Zu bearbeitende Aufgaben:
**a)** Geben Sie aus dem Text über die Lage in Afghanistan den Abschnitt wörtlich wieder, beginnend mit „Die afghanische Parteienlandschaft“ und weiter bis einschließlich „das Unterhaus selbst.“.
**b)** Erläutern Sie anhand des Texts über die Lage in Afghanistan in ein bis drei Sätzen, worauf die Schwäche des afghanischen Parteiensystems zurückgeführt wird.

Dokumenttext:
Die afghanische Parteienlandschaft ist mit über 50 registrierten Parteien stark zersplittert. Die meisten dieser Gruppierungen erscheinen jedoch mehr als Machtvehikel ihrer Führungsfiguren denn als politisch-programmatisch gefestigte Parteien. Ethnischer Proporz, persönliche Beziehungen und ad hoc geformte Koalitionen genießen traditionell mehr Einfluss als politische Organisationen. Die Schwäche des sich noch entwickelnden Parteiensystems ist auch auf das Fehlen struktureller Elemente wie z.B. eines Parteienfinanzierungsgesetzes zurückzuführen, sowie auf eine allgemeine Skepsis der Bevölkerung und der Medien. Reformversuche sind im Gange, werden aber durch die unterschiedlichen Interessenlagen immer wieder gestört, etwa durch das Unterhaus selbst.

Im afghanischen Friedens- und Versöhnungsprozess gibt es weiterhin keine greifbaren Fortschritte. Die von der RNE sofort nach Amtsantritt konsequent auf den Weg gebrachte Annäherung an Pakistan stagniert, seit die afghanische Regierung Pakistan der Mitwirkung an mehreren schweren Sicherheitsvorfällen in Afghanistan beschuldigte. Im Juli 2015 kam es erstmals zu direkten Vorgesprächen zwischen der afghanischen Regierung und den Taliban über einen Friedensprozess, die aber nach der Enthüllung des jahrelang verschleierten Todes des Taliban-Führers Mullah Omar bereits nach der ersten Runde wieder eingestellt wurden. Die Reintegration versöhnungswilliger Insurgenten bleibt weiter hinter den Erwartungen zurück, auch wenn bis heute angeblich ca. 10.000 ehemalige Taliban über das "Afghanistan Peace and Reintegration Program" in die Gesellschaft reintegriert wurden.

Entwicklungspolitisch macht Afghanistan nur langsame Fortschritte. Korruption, mangelnde administrative Kapazitäten, sinkende Staatseinnahmen auch wegen des Endes der SAFMission, geringes Bildungsniveau gepaart mit fehlenden Bildungsressourcen und historische Ausmaße im Drogenanbau machen deutlich, dass Afghanistan noch einen weiten Weg vor sich hat und noch lange auf internationale Hilfe angewiesen sein dürfte. Die internationale Gemeinschaft bleibt in allen diesen Bereichen weiterhin engagiert. Für eine nachhaltige Verbesserung seiner Entwicklungsbedingungen muss Afghanistan den politischen Willen aufbringen, die Probleme konsequent und langfristig anzugehen. Zeitweilige Rückschläge sind dabei weiterhin wahrscheinlich.

Bereitgestellte Angaben:
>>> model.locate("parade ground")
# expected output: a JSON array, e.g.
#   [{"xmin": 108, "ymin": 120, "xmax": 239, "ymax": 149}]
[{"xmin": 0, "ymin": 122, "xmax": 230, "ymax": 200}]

Antworten im Überblick:
**a)**
Die afghanische Parteienlandschaft ist mit über 50 registrierten Parteien stark zersplittert. Die meisten dieser Gruppierungen erscheinen jedoch mehr als Machtvehikel ihrer Führungsfiguren denn als politisch-programmatisch gefestigte Parteien. Ethnischer Proporz, persönliche Beziehungen und ad hoc geformte Koalitionen genießen traditionell mehr Einfluss als politische Organisationen. Die Schwäche des sich noch entwickelnden Parteiensystems ist auch auf das Fehlen struktureller Elemente wie z.B. eines Parteienfinanzierungsgesetzes zurückzuführen, sowie auf eine allgemeine Skepsis der Bevölkerung und der Medien. Reformversuche sind im Gange, werden aber durch die unterschiedlichen Interessenlagen immer wieder gestört, etwa durch das Unterhaus selbst.

**b)** Die Schwäche des sich noch entwickelnden Parteiensystems wird auch auf das Fehlen struktureller Elemente zurückgeführt, etwa eines Parteienfinanzierungsgesetzes. Hinzu kommt eine allgemeine Skepsis der Bevölkerung und der Medien.